• **Given problem**
Give every line of the items below as a numbered list, leaving out blank lines and the pictures.

-------- Data records --------

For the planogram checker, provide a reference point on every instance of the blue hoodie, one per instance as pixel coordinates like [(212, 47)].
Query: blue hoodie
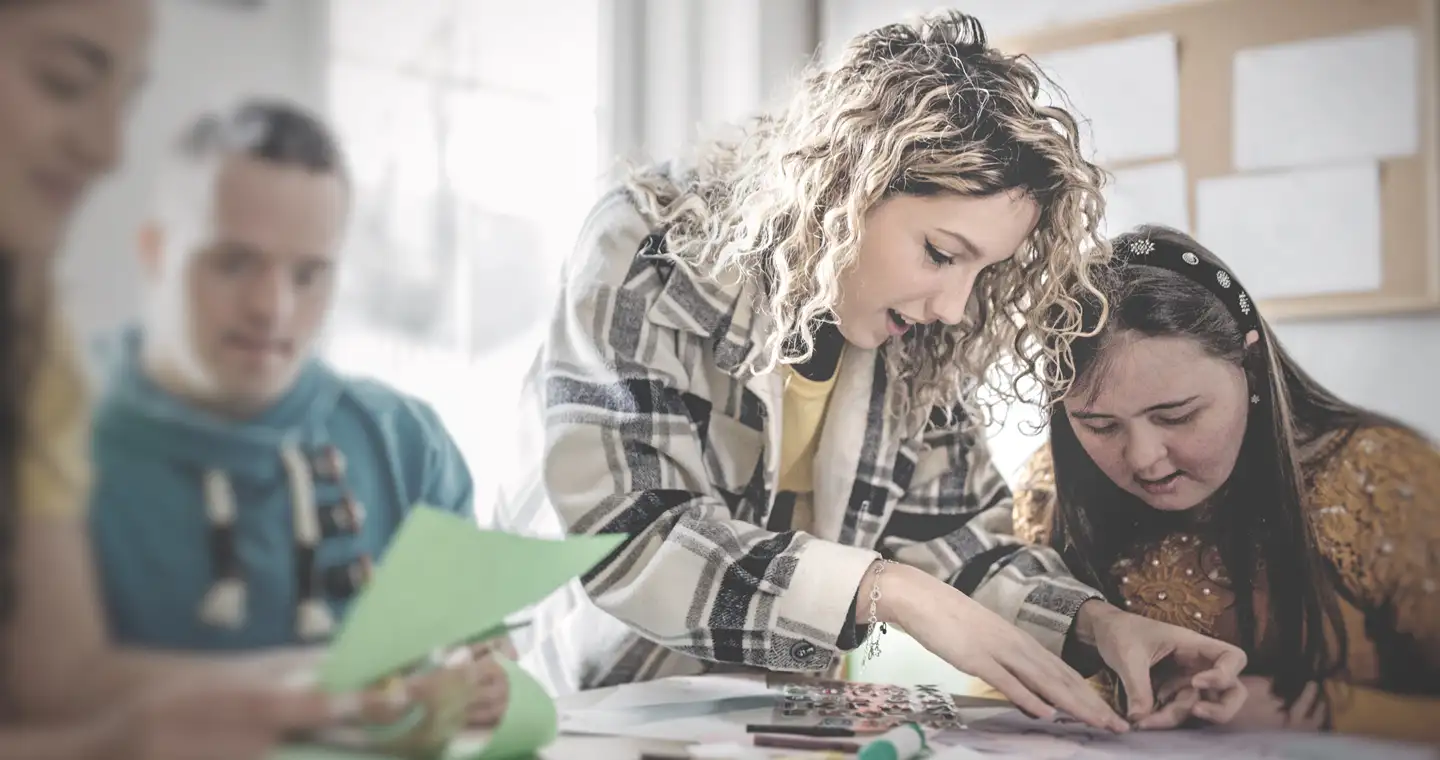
[(228, 536)]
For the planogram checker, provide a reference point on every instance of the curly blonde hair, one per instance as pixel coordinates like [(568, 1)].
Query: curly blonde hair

--------

• **Completed task**
1. For the planogram checker, provide a reference point on every instance of the blue hoodie, one per instance as pixel coordinates like [(212, 47)].
2. Query: blue hoodie
3. [(228, 536)]
4. For the planogram checker, provide a reference point on every instance of the curly blonde hair, one per instance as pixel coordinates like [(568, 1)].
5. Query: curly blonde hair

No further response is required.